▶ **CONSIGNE**
Poursuivez l'article sur l'affaire de corruption liée à Huawei au Parlement européen, en reprenant après sa dernière phrase.

▶ **EXTRAIT DE PAGE**
========================================================================

Huawei : une nouvelle affaire de corruption au Parlement européen aux multiples implications

Par Germain de Lupiac
16 mars 2025 17:43 Mis à jour: 16 mars 2025 19:12

Après le Qatargate et le Greengate, le Parlement européen est secoué par une nouvelle affaire de corruption. Une série de perquisitions a été menée le 13 mars en Belgique et au Portugal, et un suspect a été arrêté en France, dans une enquête au sein de l’institution de l’UE ciblant l’entreprise chinoise Huawei.

Selon le parquet, la corruption aurait été pratiquée « régulièrement » et « très discrètement » depuis 2021, « sous couvert de lobbying commercial » et en prenant différentes formes, comme des rémunérations de prises de positions politiques ou encore « des cadeaux démesurés » comme des frais de bouche, de voyage, ou des invitations régulières à des matches de football.

En 2023, Bruxelles décrivait le géant des télécommunications chinois comme présentant le risque le plus élevé pour les pays de l’UE parmi tous les fournisseurs de 5G, appelant les États membres à exclure ses équipements de leurs réseaux mobiles.

========================================================================

Enregistrements du jeu de données de segmentation
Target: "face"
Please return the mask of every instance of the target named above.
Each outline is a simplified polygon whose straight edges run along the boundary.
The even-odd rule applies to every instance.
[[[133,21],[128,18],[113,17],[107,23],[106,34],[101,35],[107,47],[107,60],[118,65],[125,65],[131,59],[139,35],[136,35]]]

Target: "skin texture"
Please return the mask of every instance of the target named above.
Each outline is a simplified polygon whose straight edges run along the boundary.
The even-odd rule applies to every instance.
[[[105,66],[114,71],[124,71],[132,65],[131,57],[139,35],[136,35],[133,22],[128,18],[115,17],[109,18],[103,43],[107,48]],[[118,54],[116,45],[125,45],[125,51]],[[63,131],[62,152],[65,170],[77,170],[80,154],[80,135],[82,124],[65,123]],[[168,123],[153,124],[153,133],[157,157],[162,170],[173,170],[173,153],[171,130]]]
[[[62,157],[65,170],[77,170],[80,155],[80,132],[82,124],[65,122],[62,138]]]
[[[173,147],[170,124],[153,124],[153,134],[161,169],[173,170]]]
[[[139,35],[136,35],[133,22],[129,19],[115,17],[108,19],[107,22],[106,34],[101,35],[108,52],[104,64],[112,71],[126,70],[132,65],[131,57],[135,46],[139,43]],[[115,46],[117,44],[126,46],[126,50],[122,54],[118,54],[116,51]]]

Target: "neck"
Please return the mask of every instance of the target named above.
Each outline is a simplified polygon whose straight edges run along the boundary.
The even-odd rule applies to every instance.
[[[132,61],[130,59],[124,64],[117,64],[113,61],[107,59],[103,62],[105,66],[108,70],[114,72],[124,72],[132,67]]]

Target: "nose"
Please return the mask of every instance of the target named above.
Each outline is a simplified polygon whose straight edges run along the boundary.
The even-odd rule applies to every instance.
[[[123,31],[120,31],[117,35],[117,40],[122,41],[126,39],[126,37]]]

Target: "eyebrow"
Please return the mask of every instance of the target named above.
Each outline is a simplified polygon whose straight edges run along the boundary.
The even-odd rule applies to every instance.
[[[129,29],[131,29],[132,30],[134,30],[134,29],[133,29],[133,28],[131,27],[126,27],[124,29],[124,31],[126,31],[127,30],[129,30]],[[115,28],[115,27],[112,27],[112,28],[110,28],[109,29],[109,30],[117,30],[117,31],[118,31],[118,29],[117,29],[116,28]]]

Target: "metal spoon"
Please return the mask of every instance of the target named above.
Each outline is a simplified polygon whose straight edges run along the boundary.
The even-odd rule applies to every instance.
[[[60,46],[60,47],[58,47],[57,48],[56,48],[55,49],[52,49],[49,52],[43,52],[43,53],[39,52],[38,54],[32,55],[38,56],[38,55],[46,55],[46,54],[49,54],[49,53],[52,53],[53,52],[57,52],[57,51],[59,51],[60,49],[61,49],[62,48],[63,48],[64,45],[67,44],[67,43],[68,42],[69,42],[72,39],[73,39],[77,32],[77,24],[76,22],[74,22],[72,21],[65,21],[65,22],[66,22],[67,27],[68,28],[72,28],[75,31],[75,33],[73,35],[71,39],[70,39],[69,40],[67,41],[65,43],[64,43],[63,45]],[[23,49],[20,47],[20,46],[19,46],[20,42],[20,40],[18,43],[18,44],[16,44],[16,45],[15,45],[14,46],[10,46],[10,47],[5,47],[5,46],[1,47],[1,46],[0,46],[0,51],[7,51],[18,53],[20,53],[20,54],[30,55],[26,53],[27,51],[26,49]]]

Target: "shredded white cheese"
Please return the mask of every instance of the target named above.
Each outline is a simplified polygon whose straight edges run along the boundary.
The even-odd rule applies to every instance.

========================================================================

▶ **RÉSULTAT OBTENU**
Reporters sans frontières écrit au sujet de Huawei que « la firme, qui est un partenaire clé de la censure de l’internet chinois et de la répression dans la province du Xinjiang, a aussi été accusée d’intégrer dans certains de ses produits une ‘porte dérobée’, lui permettant d’accéder secrètement aux données des utilisateurs ».

Huawei est également soupçonné d’atteinte à la probité en France visant un ancien ministre et ex-élu local.

De nouvelles affaires de corruption au sein du Parlement européen

D’après le journal belge Le Soir, plusieurs lobbyistes actifs au Parlement européen ont été interpellés au cours de cette opération de police internationale le 13 mars. Au cœur de l’enquête figure un ex-assistant parlementaire employé comme directeur des affaires publiques au bureau bruxellois de Huawei.

« La corruption supposée aurait eu lieu au profit de l’entreprise Huawei », a indiqué le parquet, qui avait dans un premier temps refusé de confirmer que le fabricant chinois de smartphones était le corrupteur présumé. L’enquête vise des faits de « corruption active au sein du Parlement européen » ainsi que des « faux et usage de faux », le tout dans le cadre d’une « organisation criminelle ».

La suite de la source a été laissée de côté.